The originals of all such policies, or certified duplicate copies or
certificates thereof (accompanied by photostats of the policies as soon as
available), shall be delivered to the Mortgagee concurrently with the execution
and delivery of this Mortgage and, thereafter (i) all quotations, synopses and
letters of amendment thereto in respect of proposed coverage, as well as
definitive insurance binders relating to the renewal or replacement policies,
shall be delivered to the Mortgagee as soon as reasonably practicable prior to
the expiration of the policy or policies to be renewed or replaced and (ii) all
renewal or replacement policies, or certified duplicate copies or certificates
thereof (accompanied by photostats of the policies), shall be delivered to the
Mortgagee as soon as reasonably practicable after the expiration date of the
policy or policies to be renewed or replaced, in each case accompanied by
evidence that all premiums currently payable with respect to such policies have
been paid in full.

            2.3 Except in the case of workers' compensation, general and
personal liability and loss of rents/business interruption insurance, all
insurance policies at any time required by this Section 2 shall (a) provide as
follows: (i) the insureds named therein shall include the Mortgagee on its own
behalf and on behalf of the Holders and the Mortgagor, as their respective
interests may appear, (ii) all losses payable thereunder in amounts less than or
equal to $1,000,000 shall be payable directly to the Mortgagor, (iii) all losses
payable thereunder in excess of $1,000,000 shall be payable to the Mortgagee on
its own behalf and on behalf of the

                                       8


Holders pursuant to a standard mortgagee clause naming the Mortgagee on its own
behalf and on behalf of the Holders, as their interests may appear, with loss
payable to the Mortgagee on its own behalf and on behalf of the Holders without
contribution, and (iv) all losses thereunder in excess of $10,000,000 shall be
adjusted by the Mortgagor with the prior consent of the Mortgagee (which consent
shall not be unreasonably withheld); (b) such policies may not be canceled or
amended without at least thirty (30) days' prior written notice to the
Mortgagee; and (c) no act, omission or negligence of the Mortgagor, or its
agents, servants or employees, or of any Space Tenant under any Space Lease (as
defined in Section 24.4 hereof) or any of their agents, servants or employees
which might otherwise result in a forfeiture of such insurance or any part
thereof, shall in any way affect the validity or enforceability of, or the
amounts which may be collected under, any of such insurance with respect to the
Mortgagee. All losses payable to the Mortgagee pursuant to subsection
2.3(a)(iii) shall be assigned and paid directly to the Mortgagee for deposit
into the Collateral Account to be held and applied in accordance with Sections
1018 and 1404 of the Indenture and Section 9.3 hereof. The policy or policies of
insurance of the character described in subsections (a), (b), (c), (d), (e) and
(f) of subsection 2.1 hereof may consist of blanket policies insuring the
Mortgaged Premises and other property of the Mortgagor; provided that such
policy or policies shall set forth the amount of insurance in force thereunder
applicable to the Mortgaged Premises and any sublimits in such blanket policy
applicable to the Mortgaged Premises, which amounts shall be not less than the
amounts required pursuant to this Section 2 and shall otherwise comply with the
provisions of this Section 2 and shall afford the same protections to the
Mortgagee as would be provided by policies individually applicable to the
Mortgaged Premises, provided that if a portion of such policy covers the
insurance to be given in Section 2, the total coverage afforded under such
portion shall be on an "occurrence" basis, and provided further that if the
Mortgagor converts any insurance policy from an "occurrence" to a "claims" basis
(or vice versa), the Mortgagor shall cause the risk to be covered by such policy
to be continuously insured against notwithstanding such change. If,
notwithstanding the provisions of subsection 2.3(a)(iii) hereof, any insurance
proceeds in excess of $1,000,000 are made payable to the Mortgagor, rather than
to the Mortgagee as required, the Mortgagor shall promptly deliver such
proceeds, in the form received but with any necessary endorsements, to the
Mortgagee and the Mortgagor hereby irrevocably appoints the Mortgagee as its
attorney-in-fact, coupled with an interest, to endorse and/or transfer any such
payment to the name of the Mortgagee on its own behalf and on behalf of the
Holders. All proceeds of the insurance shall be held and disbursed in accordance
with Sections 1018 and 1404 of the Indenture and Section 9.3 hereof.

YOUR TASK:
Proceed with the mortgage insurance provisions, picking up after their last sentence. The lines that follow have no connection to the mortgage insurance provisions above.

Records from a data source:
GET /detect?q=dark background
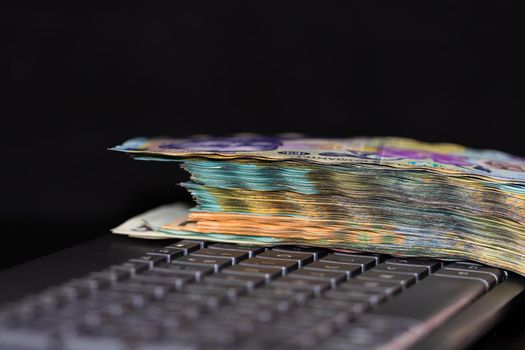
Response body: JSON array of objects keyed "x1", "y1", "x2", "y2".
[{"x1": 0, "y1": 0, "x2": 525, "y2": 266}]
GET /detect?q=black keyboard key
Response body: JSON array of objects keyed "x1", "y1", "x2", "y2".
[
  {"x1": 147, "y1": 247, "x2": 184, "y2": 262},
  {"x1": 166, "y1": 239, "x2": 204, "y2": 255},
  {"x1": 109, "y1": 282, "x2": 169, "y2": 300},
  {"x1": 445, "y1": 262, "x2": 506, "y2": 283},
  {"x1": 235, "y1": 294, "x2": 295, "y2": 314},
  {"x1": 171, "y1": 255, "x2": 232, "y2": 272},
  {"x1": 306, "y1": 298, "x2": 370, "y2": 314},
  {"x1": 208, "y1": 243, "x2": 266, "y2": 258},
  {"x1": 240, "y1": 256, "x2": 297, "y2": 274},
  {"x1": 190, "y1": 248, "x2": 248, "y2": 264},
  {"x1": 251, "y1": 285, "x2": 314, "y2": 304},
  {"x1": 163, "y1": 293, "x2": 228, "y2": 310},
  {"x1": 324, "y1": 289, "x2": 387, "y2": 304},
  {"x1": 138, "y1": 269, "x2": 195, "y2": 290},
  {"x1": 304, "y1": 260, "x2": 362, "y2": 279},
  {"x1": 257, "y1": 250, "x2": 314, "y2": 267},
  {"x1": 385, "y1": 258, "x2": 442, "y2": 272},
  {"x1": 128, "y1": 254, "x2": 168, "y2": 269},
  {"x1": 374, "y1": 263, "x2": 428, "y2": 280},
  {"x1": 158, "y1": 264, "x2": 215, "y2": 281},
  {"x1": 319, "y1": 253, "x2": 376, "y2": 271},
  {"x1": 434, "y1": 268, "x2": 497, "y2": 290},
  {"x1": 184, "y1": 284, "x2": 246, "y2": 300},
  {"x1": 110, "y1": 262, "x2": 149, "y2": 277},
  {"x1": 272, "y1": 276, "x2": 332, "y2": 295},
  {"x1": 356, "y1": 270, "x2": 416, "y2": 288},
  {"x1": 338, "y1": 278, "x2": 402, "y2": 295},
  {"x1": 272, "y1": 245, "x2": 328, "y2": 261},
  {"x1": 288, "y1": 269, "x2": 347, "y2": 288},
  {"x1": 204, "y1": 273, "x2": 266, "y2": 290},
  {"x1": 222, "y1": 265, "x2": 283, "y2": 281}
]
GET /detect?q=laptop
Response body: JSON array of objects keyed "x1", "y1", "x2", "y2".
[{"x1": 0, "y1": 234, "x2": 525, "y2": 350}]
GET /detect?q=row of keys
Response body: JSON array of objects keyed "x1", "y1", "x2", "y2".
[{"x1": 0, "y1": 240, "x2": 505, "y2": 349}]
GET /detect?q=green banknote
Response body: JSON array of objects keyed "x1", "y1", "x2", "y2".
[{"x1": 110, "y1": 136, "x2": 525, "y2": 275}]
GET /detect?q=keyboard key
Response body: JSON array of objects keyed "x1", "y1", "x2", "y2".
[
  {"x1": 190, "y1": 248, "x2": 248, "y2": 264},
  {"x1": 128, "y1": 254, "x2": 168, "y2": 269},
  {"x1": 110, "y1": 262, "x2": 149, "y2": 277},
  {"x1": 306, "y1": 298, "x2": 370, "y2": 314},
  {"x1": 222, "y1": 265, "x2": 283, "y2": 281},
  {"x1": 204, "y1": 273, "x2": 266, "y2": 290},
  {"x1": 184, "y1": 284, "x2": 246, "y2": 300},
  {"x1": 304, "y1": 259, "x2": 362, "y2": 279},
  {"x1": 240, "y1": 255, "x2": 298, "y2": 275},
  {"x1": 385, "y1": 258, "x2": 442, "y2": 272},
  {"x1": 356, "y1": 269, "x2": 416, "y2": 288},
  {"x1": 257, "y1": 250, "x2": 314, "y2": 267},
  {"x1": 338, "y1": 278, "x2": 402, "y2": 295},
  {"x1": 272, "y1": 276, "x2": 332, "y2": 295},
  {"x1": 166, "y1": 239, "x2": 204, "y2": 255},
  {"x1": 171, "y1": 255, "x2": 232, "y2": 272},
  {"x1": 320, "y1": 253, "x2": 376, "y2": 271},
  {"x1": 235, "y1": 294, "x2": 295, "y2": 313},
  {"x1": 373, "y1": 263, "x2": 429, "y2": 280},
  {"x1": 251, "y1": 285, "x2": 314, "y2": 304},
  {"x1": 147, "y1": 247, "x2": 184, "y2": 262},
  {"x1": 272, "y1": 245, "x2": 328, "y2": 261},
  {"x1": 139, "y1": 269, "x2": 195, "y2": 289},
  {"x1": 445, "y1": 262, "x2": 506, "y2": 283},
  {"x1": 208, "y1": 243, "x2": 266, "y2": 258},
  {"x1": 152, "y1": 264, "x2": 214, "y2": 282},
  {"x1": 324, "y1": 289, "x2": 387, "y2": 304},
  {"x1": 163, "y1": 293, "x2": 228, "y2": 310},
  {"x1": 434, "y1": 269, "x2": 497, "y2": 290},
  {"x1": 288, "y1": 269, "x2": 347, "y2": 288},
  {"x1": 109, "y1": 282, "x2": 169, "y2": 300}
]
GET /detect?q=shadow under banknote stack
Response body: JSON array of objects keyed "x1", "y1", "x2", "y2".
[{"x1": 110, "y1": 136, "x2": 525, "y2": 275}]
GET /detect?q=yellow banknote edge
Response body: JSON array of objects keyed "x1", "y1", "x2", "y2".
[{"x1": 111, "y1": 203, "x2": 190, "y2": 239}]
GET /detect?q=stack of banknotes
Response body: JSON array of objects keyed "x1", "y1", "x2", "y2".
[{"x1": 113, "y1": 135, "x2": 525, "y2": 275}]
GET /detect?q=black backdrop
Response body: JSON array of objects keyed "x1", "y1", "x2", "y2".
[{"x1": 4, "y1": 1, "x2": 525, "y2": 265}]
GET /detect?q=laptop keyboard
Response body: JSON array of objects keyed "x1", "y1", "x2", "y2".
[{"x1": 0, "y1": 240, "x2": 506, "y2": 350}]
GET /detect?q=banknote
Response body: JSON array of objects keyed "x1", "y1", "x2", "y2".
[
  {"x1": 112, "y1": 136, "x2": 525, "y2": 181},
  {"x1": 110, "y1": 135, "x2": 525, "y2": 275},
  {"x1": 111, "y1": 202, "x2": 286, "y2": 246}
]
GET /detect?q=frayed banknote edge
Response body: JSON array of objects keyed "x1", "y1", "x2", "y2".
[
  {"x1": 111, "y1": 203, "x2": 190, "y2": 239},
  {"x1": 111, "y1": 203, "x2": 282, "y2": 245},
  {"x1": 111, "y1": 203, "x2": 462, "y2": 261}
]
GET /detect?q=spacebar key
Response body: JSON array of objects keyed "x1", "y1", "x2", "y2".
[{"x1": 371, "y1": 276, "x2": 486, "y2": 348}]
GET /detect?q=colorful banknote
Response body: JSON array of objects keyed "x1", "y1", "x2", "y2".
[{"x1": 114, "y1": 135, "x2": 525, "y2": 275}]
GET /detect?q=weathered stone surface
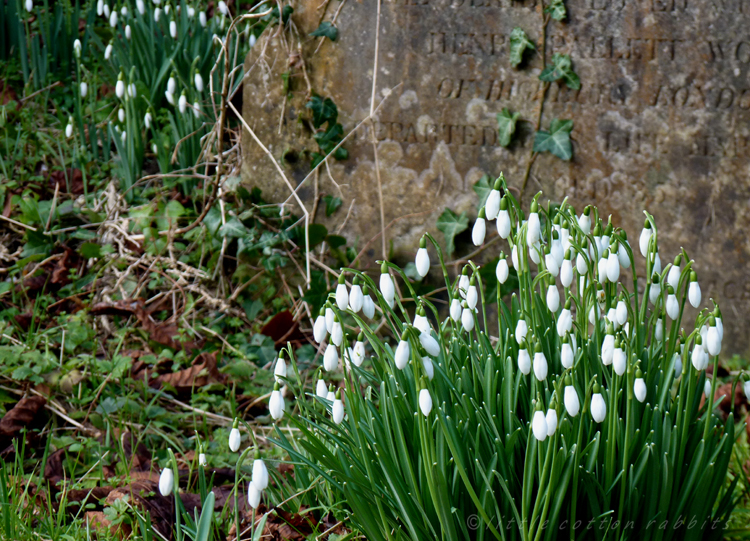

REPLY TO THE EXERCISE:
            2.4 If the Mortgagee on its own behalf and on behalf of the Holders
shall by any manner acquire the title or estate of the Mortgagor in or to any
portion of the Mortgaged Premises, it shall thereupon, to the extent such
insurance policies are not blanket insurance policies of the Mortgagor, become
the sole and absolute owner of all insurance policies held by or required
hereunder to be delivered to the Mortgagee, affecting such portion, with the
sole right to collect and retain all unearned premiums thereon, and the
Mortgagor shall be entitled only to a credit, in reduction of the then
outstanding Liabilities secured hereby, in the amount of any cancellation refund
actually received by the Mortgagee. To the extent applicable the Mortgagor
agrees, immediately upon demand, to execute and deliver such assignments or
other authorizations or instruments as may be necessary or desirable to
effectuate the foregoing.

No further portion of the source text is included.